= Munir A. Malik =

Pakistani lawyer

Munir A. Malik (sometimes spelled Muneer) is a Pakistani lawyer who has served as the 30th Attorney General of Pakistan. He was a key leader of the Lawyers' Movement in Pakistan. He is a former President of the Supreme Court Bar Association of Pakistan. He was the leader of the legal defence team of Chief Justice Iftikhar Muhammad Chaudhry when he was dismissed by General Pervez Musharraf in 2007.

==Arrest==
Malik was arrested after Musharraf declared a state of emergency. He was initially admitted at Pakistan Institute of Medical Sciences on 25 November 2007, seriously ill and under treatment for kidney failure requiring dialysis. He was transferred to Sindh Institute of Urology and Transplantation in Karachi, where he still requires renal replacement therapy in the form of hemodialysis. Some reports indicate that he has developed liver dysfunction also. He complained about psychological abuse during detention.

####################

PROBLEM STATEMENT:
What is the full text of the Munir A. Malik article, returned word for word?

Stored dataset records:
####################

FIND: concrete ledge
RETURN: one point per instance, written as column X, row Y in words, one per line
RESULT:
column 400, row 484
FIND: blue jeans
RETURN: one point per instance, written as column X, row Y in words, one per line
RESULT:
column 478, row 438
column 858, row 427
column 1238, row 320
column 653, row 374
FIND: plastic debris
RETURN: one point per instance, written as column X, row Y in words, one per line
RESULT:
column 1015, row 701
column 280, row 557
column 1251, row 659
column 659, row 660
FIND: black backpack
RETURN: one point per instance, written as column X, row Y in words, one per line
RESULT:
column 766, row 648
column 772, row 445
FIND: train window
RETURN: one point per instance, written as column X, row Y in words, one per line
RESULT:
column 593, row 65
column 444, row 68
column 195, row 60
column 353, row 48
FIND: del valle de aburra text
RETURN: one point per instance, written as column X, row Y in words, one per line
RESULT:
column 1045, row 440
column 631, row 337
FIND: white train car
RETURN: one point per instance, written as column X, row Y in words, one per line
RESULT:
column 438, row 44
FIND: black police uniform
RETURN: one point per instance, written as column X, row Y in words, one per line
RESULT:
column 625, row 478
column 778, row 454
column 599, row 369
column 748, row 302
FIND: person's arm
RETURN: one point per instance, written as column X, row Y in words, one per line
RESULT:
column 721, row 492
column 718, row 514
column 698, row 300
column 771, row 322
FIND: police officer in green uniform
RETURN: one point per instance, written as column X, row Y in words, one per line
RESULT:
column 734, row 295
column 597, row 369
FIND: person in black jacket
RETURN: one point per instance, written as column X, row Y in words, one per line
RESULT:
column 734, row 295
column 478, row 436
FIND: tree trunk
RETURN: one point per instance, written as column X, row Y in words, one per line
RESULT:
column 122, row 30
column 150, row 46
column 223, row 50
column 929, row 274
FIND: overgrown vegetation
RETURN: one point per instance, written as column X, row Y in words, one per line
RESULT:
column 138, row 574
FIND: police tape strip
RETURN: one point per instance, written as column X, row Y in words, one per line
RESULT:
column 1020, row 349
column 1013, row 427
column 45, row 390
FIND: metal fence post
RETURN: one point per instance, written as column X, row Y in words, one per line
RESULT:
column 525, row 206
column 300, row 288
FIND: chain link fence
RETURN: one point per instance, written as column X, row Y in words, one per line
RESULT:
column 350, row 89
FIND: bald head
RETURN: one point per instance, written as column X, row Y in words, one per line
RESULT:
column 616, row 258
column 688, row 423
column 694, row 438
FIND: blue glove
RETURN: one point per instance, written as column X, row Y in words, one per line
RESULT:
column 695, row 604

####################

OUTPUT:
= Munir A. Malik =

Pakistani lawyer

Munir A. Malik (sometimes spelled Muneer) is a Pakistani lawyer who has served as the 30th Attorney General of Pakistan. He was a key leader of the Lawyers' Movement in Pakistan. He is a former President of the Supreme Court Bar Association of Pakistan. He was the leader of the legal defence team of Chief Justice Iftikhar Muhammad Chaudhry when he was dismissed by General Pervez Musharraf in 2007.

==Arrest==
Malik was arrested after Musharraf declared a state of emergency. He was initially admitted at Pakistan Institute of Medical Sciences on 25 November 2007, seriously ill and under treatment for kidney failure requiring dialysis. He was transferred to Sindh Institute of Urology and Transplantation in Karachi, where he still requires renal replacement therapy in the form of hemodialysis. Some reports indicate that he has developed liver dysfunction also. He complained about psychological abuse during detention.